Provided text >>
Oronhyatekha

Oronhyatekha (10 August 1841 – 3 March 1907), ("Burning Sky" or "Burning Cloud" in the Mohawk language, also carried the baptismal name Peter Martin), was a Mohawk physician, scholar, and a unique figure in the history of British colonialism. He was the first known aboriginal Oxford scholar; the second aboriginal medical doctor in Canada;[1] a successful CEO of a multinational financial institution; a native statesman; an athlete of international standing; and an outspoken champion of the rights of women, children, and minorities. While all this would be remarkable in any age, that he achieved it during the Victorian era when racism and assimilation were official state policies, has made him a figure approaching legend in some aboriginal circles.

Biography

Born 10 August 1841 on the Six Nations of the Grand River First Nation near Brantford, Ontario, he attended the Wesleyan Academy in Wilbraham, Massachusetts. After graduating, he taught for a year among the Indians and then entered Kenyon College.[2][1]

Oronhyatekha was selected at the age of twenty by the Six Nations Iroquois Confederacy (consisting of the Mohawk, Oneida, Onondaga, Cayuga, Seneca, and Tuscarora Nations) to give the welcoming address to the Prince of Wales during his visit to New World. Prince Edward was sufficiently impressed that he urged the young Oronhyatekha to attend the University of Oxford. Oronhyatekha matriculated at St Edmund Hall, Oxford in 1861.

In 1863, Oronhyatekha returned to Canada to marry Ellen Hill, and took a medical degree at the University of Toronto. As his medical practice grew, he also became a figure of increasing importance in Victorian Canada. In 1871, be became a member of Canada's National Rifle Team, and in 1874, was elected the President of the Grand Council of Canadian Chiefs, the highest ranking native statesman in North America.

In 1878, he applied to become a member of the Independent Order of Foresters, a fraternal and financial institution associated with the Orange Order. Although the Foresters' statutes explicitly limited its membership to white men and Orangemen, Oronhyatekha was not only inducted as a member, but rose to become Supreme Chief Ranger of Foresters, the organisation's international CEO, in 1881, a position that he held for a record 26 years. During his tenure, he transformed the order into one of the wealthiest fraternal financial institutions in the Victorian world; today, it counts more than one-million members in North America and the European Union.

Given records >>
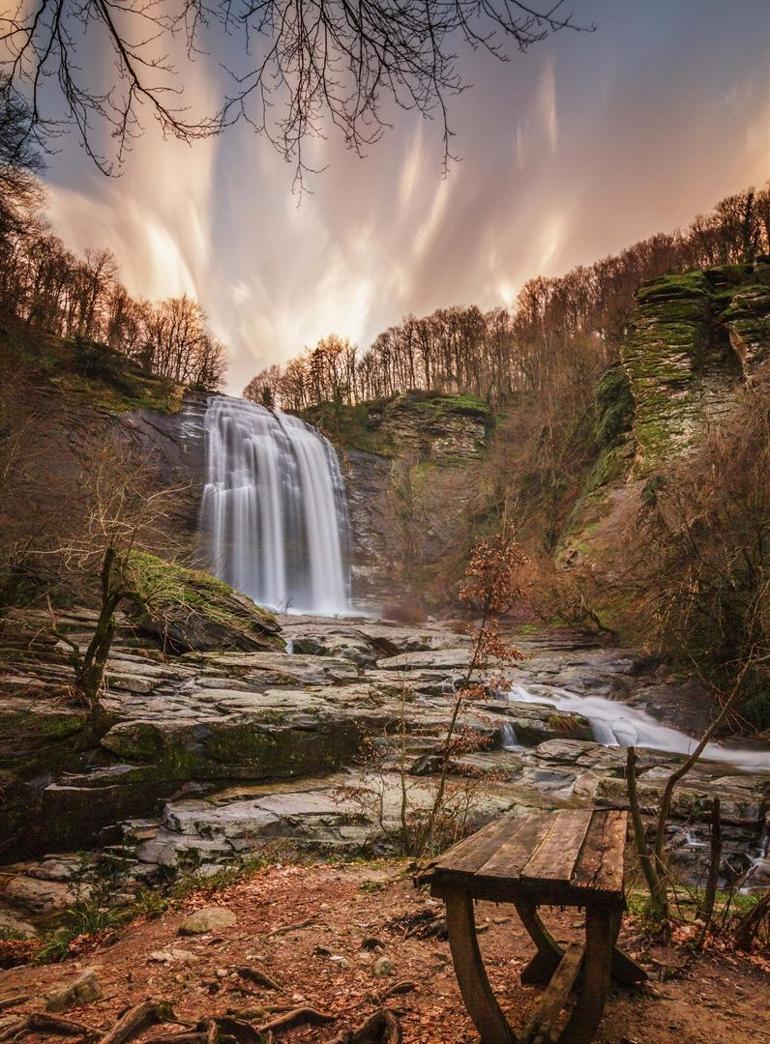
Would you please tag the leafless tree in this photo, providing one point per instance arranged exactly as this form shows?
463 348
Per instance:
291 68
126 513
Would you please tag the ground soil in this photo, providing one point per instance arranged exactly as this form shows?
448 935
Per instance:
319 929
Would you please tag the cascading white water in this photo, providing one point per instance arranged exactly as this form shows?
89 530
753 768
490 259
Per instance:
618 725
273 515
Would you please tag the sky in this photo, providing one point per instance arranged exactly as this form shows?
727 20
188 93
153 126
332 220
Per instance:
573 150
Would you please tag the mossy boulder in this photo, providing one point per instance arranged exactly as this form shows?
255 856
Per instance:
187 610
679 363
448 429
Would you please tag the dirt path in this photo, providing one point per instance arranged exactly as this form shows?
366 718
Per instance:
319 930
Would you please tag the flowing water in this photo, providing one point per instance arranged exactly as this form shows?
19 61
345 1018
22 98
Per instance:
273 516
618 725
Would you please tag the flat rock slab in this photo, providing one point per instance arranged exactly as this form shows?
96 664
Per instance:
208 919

Task list >>
[1] Using the text on Oronhyatekha, decide whether each statement agrees with it. Answer yes or no for each and quote the deciding words. (a) Oronhyatekha matriculated at St Edmund Hall, Oxford in 1861. (b) Oronhyatekha was the first aboriginal medical doctor in Canada. (c) Oronhyatekha held the post of Supreme Chief Ranger of Foresters for 26 years.
[2] Proceed with the text on Oronhyatekha, picking up after its final sentence.

Your responses >>
[1]
(a) Yes: "Oronhyatekha matriculated at St Edmund Hall, Oxford in 1861."
(b) No: "the second aboriginal medical doctor in Canada"
(c) Yes: "a position that he held for a record 26 years"

[2]
While heading the Foresters, he built one of the first North American museums created by a Native individual.[3] It was housed in the Foresters Temple in Toronto, until shortly after his death, and contained natural history artifacts, items from Canadian Native groups, and from cultures around the world. The artifacts were transferred to the Royal Ontario Museum. In the early 2000s, the Royal Ontario Museum and the Woodland Cultural Centre curated a show of his objects entitled Mohawk Ideals: Victorian Values.

He was the Worshipful Master of Richardson Masonic Lodge in Stouffville Ontario in 1894.

Ironically, the one achievement of which Oronhyatekha was most proud was the enterprise his contemporaries regarded as his only significant failure. In 1904, he created an orphanage on the Bay of Quinte, Ontario, which was universally seen as extravagant and excessive by Victorian standards. It opened for operations in 1906, and Oronhyatekha described it as his life's crowning achievement. He did not live to see it closed the following year, as he died in 1907.

References

  1. ^ a b Gayle M. Comeau-Vasilopoulos (2000). "Oronhyatekha". Dictionary of Canadian Biography Online. University of Toronto. http://www.biographi.ca/009004-119.01-e.php?&id_nbr=6976. 
  2. ^  "Oronhyatekha". Appletons' Cyclopædia of American Biography. 1900. 
  3. ^ Michelle A Hamilton, Collections and Objections: Aboriginal Material Culture in Southern Ontario. Montreal: McGill-Queen's University Press, 2010; Trudy Nicks, "Dr. Oronhyatekha's History Lessons: Reading Museum Collections as Texts," Reading Beyond Words. Contexts for Native History. Ed. Jennifer S.H. Brown and Elizabeth Vibert. Peterborough: Broadview Press, 2003, 459-489.